Современная теория медиа склонна к чисто сциентистскому и техницистскому пониманию и описанию своего предмета. Это касается как художественных медиа, так и медиа в широком смысле слова, включая средства массовой коммуникации. Источником этой тенденции являются тексты Маршалла Маклюэна, который своим пониманием медиальной природы массовых коммуникаций обязан уже упомянутой теории модернистской живописи. Магическая формула «медиум есть сообщение» впервые появляется у Маклюэна в придаточном предложении, в контексте разговора о кубизме. В «Толковании медиа» (1964) Маклюэн пишет, что кубизм разрушил иллюзию трехмерности и исследовал методы, с помощью которых картина «передает наше сообщение». Тем самым кубизм позволил «понять и охватить медиум как целое». Далее Маклюэн заключает: «Этим приемом непосредственного, тотального охвата кубизм показывает, что медиум есть сообщение» [42] . Стало быть, радостное сообщение о сообщении медиума принадлежит не самому Маклюэну – оно принадлежит кубизму.
Но откуда, собственно говоря, Маклюэн знает, что кубизм передает именно сообщение медиума, а не какое-либо другое? В качестве непререкаемого академического авторитета Маклюэн приводит имя Эрнста Гомбриха [43] . Однако теория Гомбриха, в сущности, отличается куда меньшей ясностью формулировок, нежели, к примеру, теория уже упомянутого Клемента Гринберга, который во времена Маклюэна еще не обладал столь же непререкаемым авторитетом, как Гомбрих.
В своей статье «Модернистская живопись», опубликованной в 1960 году (то есть незадолго до появления книги Маклюэна) и вызвавшей оживленную дискуссию, Гринберг писал в связи с французским кубизмом: «Вскоре стало ясно, что специфические качества, присущие тому или иному медиуму, и составляют предметную область соответствующего вида искусства». И далее: «Ограничения, которыми определяется медиум живописи – плоская поверхность, форма картинного носителя, качество пигментов, – расценивались старыми мастерами как негативные факторы, подлежащие сокрытию. Модернизм рассматривает те же самые ограничения как позитивные факторы, которые теперь открыто признаются» [44] . Таким образом, именно кубизму Гринберг уверенно приписывает открытие медиальности медиума и эксплицитную тематизацию медиального – именно кубизм, с его точки зрения, впервые оглашает сообщение медиума. Так что к моменту, когда Маклюэн работал над своей книгой, понимание классического авангарда как стратегии, направленной на выявление медиума, было распространено весьма широко – по крайней мере среди наиболее продвинутых теоретиков современного искусства.

ЗАДАНИЕ
Выпишите без изменений отрывок из текста о Маклюэне и кубизме от слов «Но откуда, собственно» до слов «авторитетом, как Гомбрих.».

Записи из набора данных
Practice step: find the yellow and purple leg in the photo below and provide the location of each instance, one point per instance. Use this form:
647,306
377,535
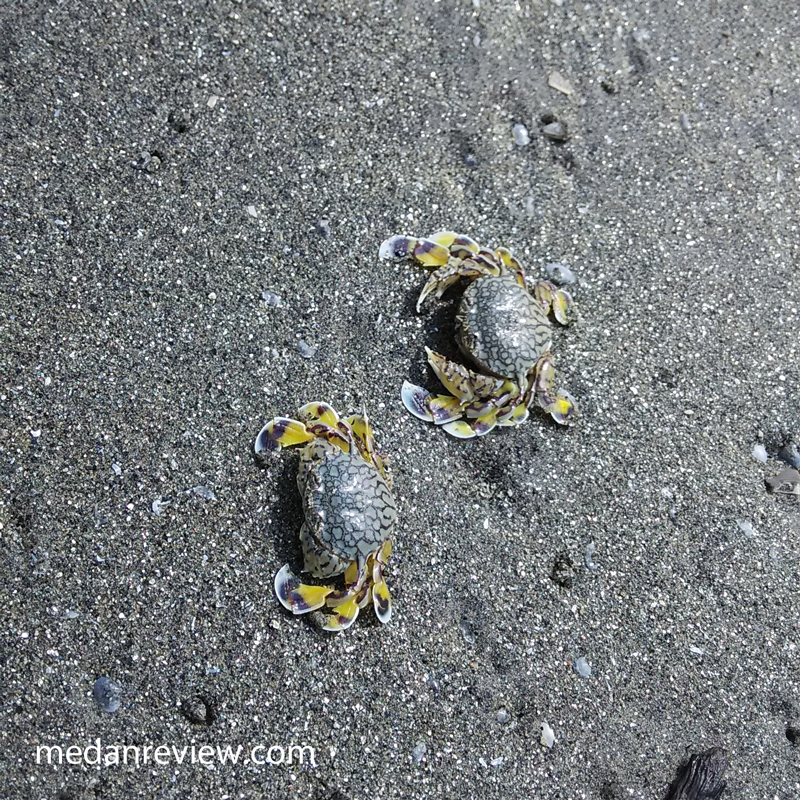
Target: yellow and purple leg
560,405
550,296
365,441
480,398
365,585
444,277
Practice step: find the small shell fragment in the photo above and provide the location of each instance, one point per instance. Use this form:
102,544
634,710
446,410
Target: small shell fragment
588,556
560,84
559,274
270,298
521,137
306,350
548,737
582,667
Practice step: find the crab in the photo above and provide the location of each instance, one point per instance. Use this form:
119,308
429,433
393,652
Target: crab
502,327
349,512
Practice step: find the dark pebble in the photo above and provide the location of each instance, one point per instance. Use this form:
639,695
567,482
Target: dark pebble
790,455
563,572
557,131
107,694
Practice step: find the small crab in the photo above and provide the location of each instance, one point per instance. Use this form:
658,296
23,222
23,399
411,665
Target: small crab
501,326
349,512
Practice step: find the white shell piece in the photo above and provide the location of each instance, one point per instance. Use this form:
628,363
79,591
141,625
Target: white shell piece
548,737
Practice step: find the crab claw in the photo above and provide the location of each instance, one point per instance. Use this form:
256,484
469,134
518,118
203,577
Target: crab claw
561,408
346,614
297,597
281,432
416,399
319,411
424,251
460,429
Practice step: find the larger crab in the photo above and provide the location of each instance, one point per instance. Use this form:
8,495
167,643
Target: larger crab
349,512
502,327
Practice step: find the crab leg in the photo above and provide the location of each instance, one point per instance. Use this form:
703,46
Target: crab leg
560,405
461,382
446,276
381,599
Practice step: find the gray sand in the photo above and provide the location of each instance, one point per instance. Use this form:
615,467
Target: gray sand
166,163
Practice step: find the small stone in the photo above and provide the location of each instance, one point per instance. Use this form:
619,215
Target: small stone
746,528
559,274
198,710
159,504
271,299
560,84
548,736
204,492
306,350
530,206
107,694
562,573
557,131
582,667
787,481
521,137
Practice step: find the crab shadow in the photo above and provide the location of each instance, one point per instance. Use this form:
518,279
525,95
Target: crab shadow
438,332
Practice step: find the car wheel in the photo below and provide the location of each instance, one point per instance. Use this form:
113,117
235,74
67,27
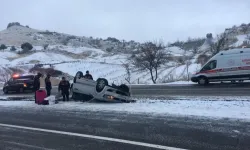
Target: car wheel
101,83
5,91
124,88
203,81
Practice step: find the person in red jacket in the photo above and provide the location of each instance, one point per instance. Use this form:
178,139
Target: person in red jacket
64,87
88,76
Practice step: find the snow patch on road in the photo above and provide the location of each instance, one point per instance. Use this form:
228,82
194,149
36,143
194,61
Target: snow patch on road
201,108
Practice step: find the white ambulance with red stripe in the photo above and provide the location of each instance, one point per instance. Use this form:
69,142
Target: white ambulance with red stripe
231,65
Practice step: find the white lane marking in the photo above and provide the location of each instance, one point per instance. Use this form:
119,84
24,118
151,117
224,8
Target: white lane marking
27,145
93,137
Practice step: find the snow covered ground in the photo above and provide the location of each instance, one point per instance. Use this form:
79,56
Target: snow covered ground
237,109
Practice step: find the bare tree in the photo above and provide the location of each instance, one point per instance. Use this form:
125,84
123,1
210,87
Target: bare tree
219,45
150,57
128,72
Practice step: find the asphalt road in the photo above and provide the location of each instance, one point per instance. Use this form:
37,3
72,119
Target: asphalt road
238,89
180,132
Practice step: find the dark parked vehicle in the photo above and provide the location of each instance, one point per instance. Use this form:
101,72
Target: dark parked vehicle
19,83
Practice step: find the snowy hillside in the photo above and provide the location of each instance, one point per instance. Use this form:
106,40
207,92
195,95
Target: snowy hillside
103,58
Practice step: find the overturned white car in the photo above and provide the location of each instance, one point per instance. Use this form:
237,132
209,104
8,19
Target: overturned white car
86,89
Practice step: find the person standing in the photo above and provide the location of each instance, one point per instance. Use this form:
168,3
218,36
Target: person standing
48,85
64,87
37,83
88,75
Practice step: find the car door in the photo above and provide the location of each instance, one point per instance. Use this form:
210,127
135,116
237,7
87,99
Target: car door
211,71
84,86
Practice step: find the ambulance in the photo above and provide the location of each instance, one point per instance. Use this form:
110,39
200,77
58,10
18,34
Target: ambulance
231,65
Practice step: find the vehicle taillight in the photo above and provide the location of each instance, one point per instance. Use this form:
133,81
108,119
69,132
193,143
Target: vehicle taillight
15,76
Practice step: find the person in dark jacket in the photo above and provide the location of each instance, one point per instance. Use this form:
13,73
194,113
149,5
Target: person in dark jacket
88,76
64,87
48,85
36,83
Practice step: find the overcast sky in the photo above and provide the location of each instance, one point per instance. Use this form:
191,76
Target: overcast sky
139,20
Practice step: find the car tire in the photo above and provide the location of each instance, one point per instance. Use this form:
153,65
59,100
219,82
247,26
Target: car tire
5,91
203,81
124,88
101,83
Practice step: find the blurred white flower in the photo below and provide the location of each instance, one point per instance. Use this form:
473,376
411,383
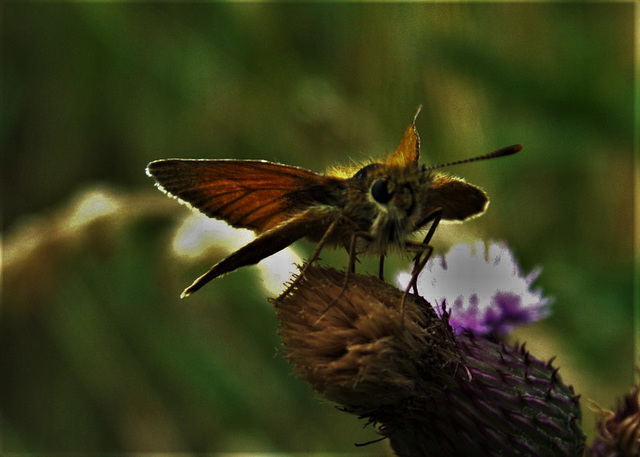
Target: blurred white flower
483,291
199,234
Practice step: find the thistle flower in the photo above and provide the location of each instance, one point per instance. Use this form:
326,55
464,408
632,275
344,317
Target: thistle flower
484,289
430,391
618,432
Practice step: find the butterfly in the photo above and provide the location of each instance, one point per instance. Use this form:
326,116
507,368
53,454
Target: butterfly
369,210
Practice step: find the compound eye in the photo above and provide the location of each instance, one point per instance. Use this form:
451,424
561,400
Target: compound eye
380,191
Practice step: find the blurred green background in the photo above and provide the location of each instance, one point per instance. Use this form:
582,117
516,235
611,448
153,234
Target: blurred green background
99,354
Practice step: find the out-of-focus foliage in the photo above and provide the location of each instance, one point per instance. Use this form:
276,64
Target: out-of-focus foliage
98,352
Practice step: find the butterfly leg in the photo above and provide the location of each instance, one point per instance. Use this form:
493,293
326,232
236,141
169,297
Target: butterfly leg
351,269
310,260
381,268
424,251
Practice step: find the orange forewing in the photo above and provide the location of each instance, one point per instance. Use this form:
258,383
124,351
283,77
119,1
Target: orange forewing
409,150
458,199
245,193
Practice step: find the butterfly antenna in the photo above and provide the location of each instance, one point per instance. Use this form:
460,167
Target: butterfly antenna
492,155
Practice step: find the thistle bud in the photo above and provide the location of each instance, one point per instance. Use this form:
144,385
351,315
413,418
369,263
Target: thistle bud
430,391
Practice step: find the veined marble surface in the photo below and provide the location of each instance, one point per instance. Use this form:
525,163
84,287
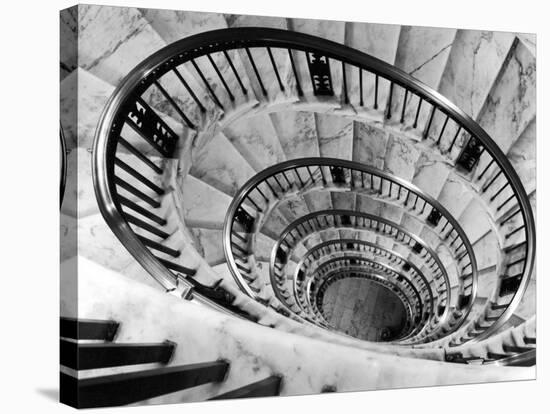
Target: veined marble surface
343,200
68,51
430,175
473,65
523,156
173,25
369,144
401,158
255,352
209,245
113,40
203,205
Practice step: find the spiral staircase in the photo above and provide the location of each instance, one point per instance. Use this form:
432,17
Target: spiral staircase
365,190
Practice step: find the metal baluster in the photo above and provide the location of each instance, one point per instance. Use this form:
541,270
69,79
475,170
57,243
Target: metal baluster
442,130
415,124
262,193
404,106
188,88
138,176
455,138
174,105
138,209
281,86
499,191
376,92
133,190
299,177
390,98
279,183
286,178
258,78
360,86
427,130
344,83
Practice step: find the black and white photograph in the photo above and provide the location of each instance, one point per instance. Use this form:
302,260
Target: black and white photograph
267,206
274,207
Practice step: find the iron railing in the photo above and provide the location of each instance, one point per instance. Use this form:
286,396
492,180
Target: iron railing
130,107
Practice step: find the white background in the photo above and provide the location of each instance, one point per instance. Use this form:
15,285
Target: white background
29,219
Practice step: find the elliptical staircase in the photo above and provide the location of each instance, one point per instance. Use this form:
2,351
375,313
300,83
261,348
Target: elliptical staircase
251,170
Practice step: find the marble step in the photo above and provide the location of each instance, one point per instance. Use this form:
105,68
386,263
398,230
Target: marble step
475,220
209,244
422,52
173,25
262,60
218,163
369,144
401,158
257,141
380,41
293,207
431,174
344,200
263,282
297,132
186,324
113,40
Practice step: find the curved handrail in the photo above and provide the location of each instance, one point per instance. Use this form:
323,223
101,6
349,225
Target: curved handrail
331,277
327,243
325,268
159,63
412,195
372,218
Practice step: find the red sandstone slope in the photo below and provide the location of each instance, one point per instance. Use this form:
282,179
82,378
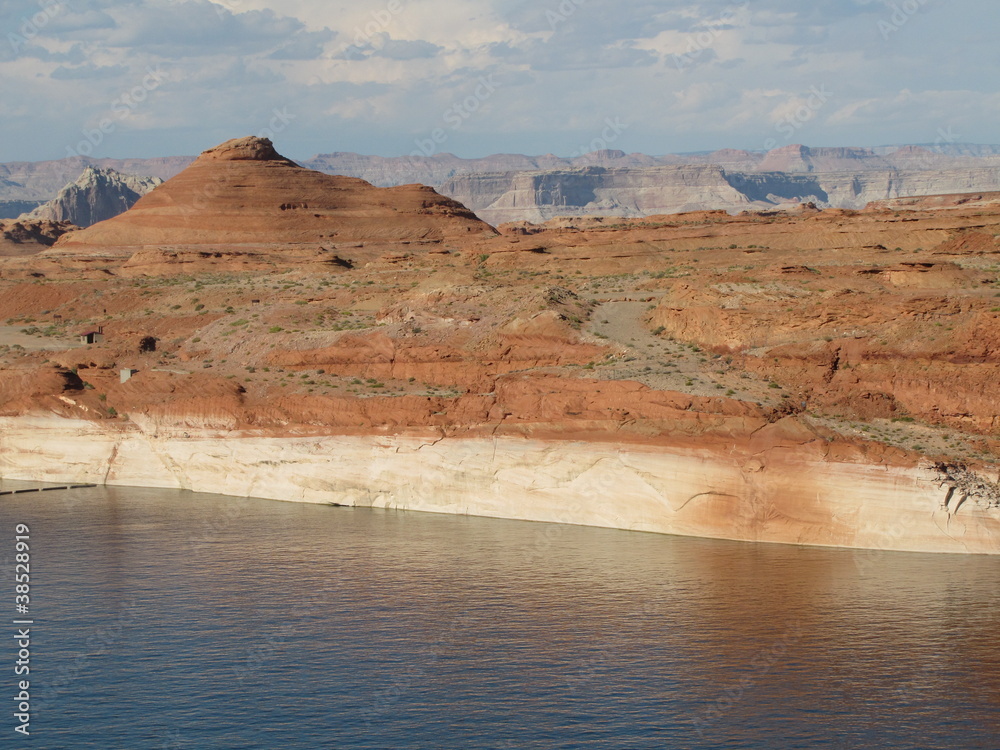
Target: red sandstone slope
244,192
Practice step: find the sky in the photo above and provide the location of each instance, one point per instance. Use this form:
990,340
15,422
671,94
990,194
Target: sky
145,78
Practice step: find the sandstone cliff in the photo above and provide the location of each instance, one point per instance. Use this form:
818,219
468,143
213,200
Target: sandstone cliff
96,195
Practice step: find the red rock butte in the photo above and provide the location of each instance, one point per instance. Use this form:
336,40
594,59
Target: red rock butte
243,192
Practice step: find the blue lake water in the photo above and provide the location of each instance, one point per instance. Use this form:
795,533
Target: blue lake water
175,620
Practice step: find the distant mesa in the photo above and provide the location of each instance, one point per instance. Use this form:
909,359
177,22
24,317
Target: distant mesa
243,192
30,237
96,195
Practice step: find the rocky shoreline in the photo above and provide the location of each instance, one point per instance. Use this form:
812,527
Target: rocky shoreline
762,488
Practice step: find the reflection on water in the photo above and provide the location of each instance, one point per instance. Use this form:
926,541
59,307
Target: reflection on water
173,620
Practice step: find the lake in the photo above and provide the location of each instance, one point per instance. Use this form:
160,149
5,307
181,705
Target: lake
168,619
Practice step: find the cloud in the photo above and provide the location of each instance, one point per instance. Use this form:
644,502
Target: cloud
368,76
87,71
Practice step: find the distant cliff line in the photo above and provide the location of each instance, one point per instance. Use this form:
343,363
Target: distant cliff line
513,187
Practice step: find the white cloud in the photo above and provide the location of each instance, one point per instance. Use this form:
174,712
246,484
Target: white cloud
373,76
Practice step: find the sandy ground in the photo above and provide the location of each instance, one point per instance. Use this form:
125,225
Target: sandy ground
12,336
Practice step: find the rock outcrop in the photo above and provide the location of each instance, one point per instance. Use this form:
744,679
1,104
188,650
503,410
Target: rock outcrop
30,237
638,192
96,195
244,193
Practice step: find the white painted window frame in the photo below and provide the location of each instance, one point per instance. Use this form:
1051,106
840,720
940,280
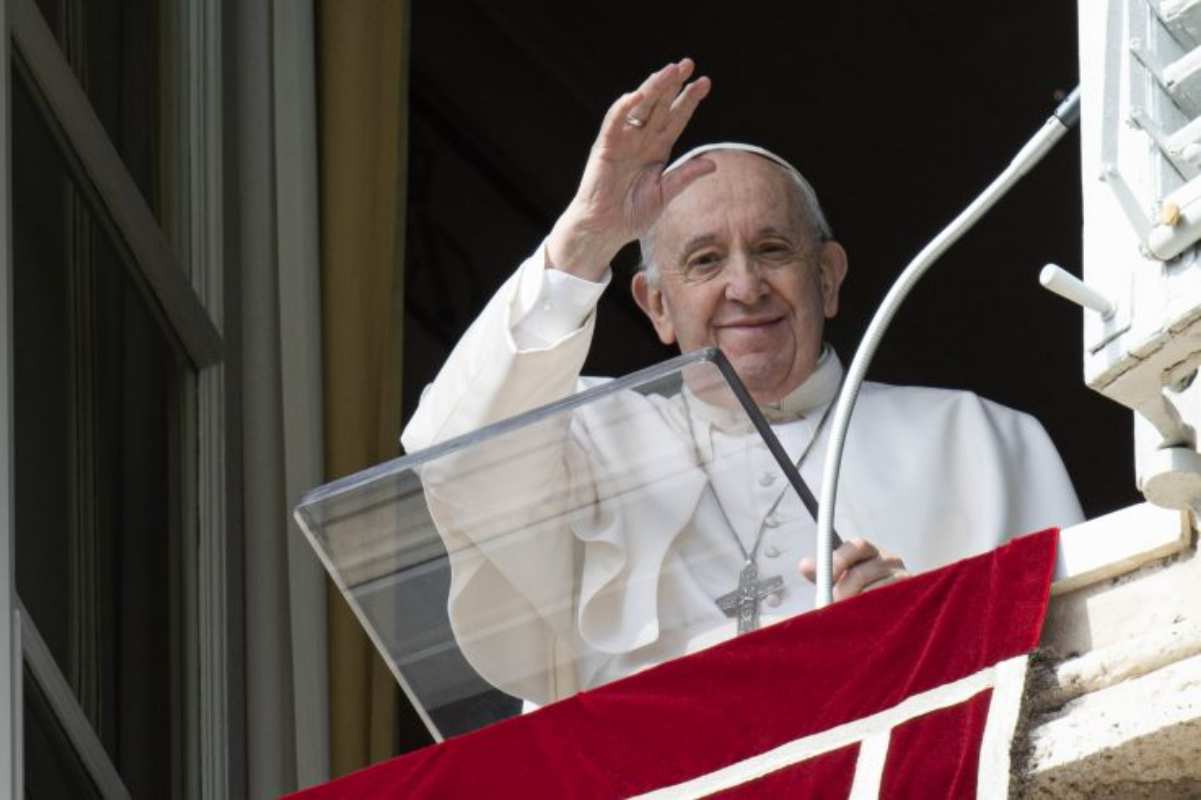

РЕШЕНИЕ ЗАДАЧИ
Но откуда, собственно говоря, Маклюэн знает, что кубизм передает именно сообщение медиума, а не какое-либо другое? В качестве непререкаемого академического авторитета Маклюэн приводит имя Эрнста Гомбриха [43] . Однако теория Гомбриха, в сущности, отличается куда меньшей ясностью формулировок, нежели, к примеру, теория уже упомянутого Клемента Гринберга, который во времена Маклюэна еще не обладал столь же непререкаемым авторитетом, как Гомбрих.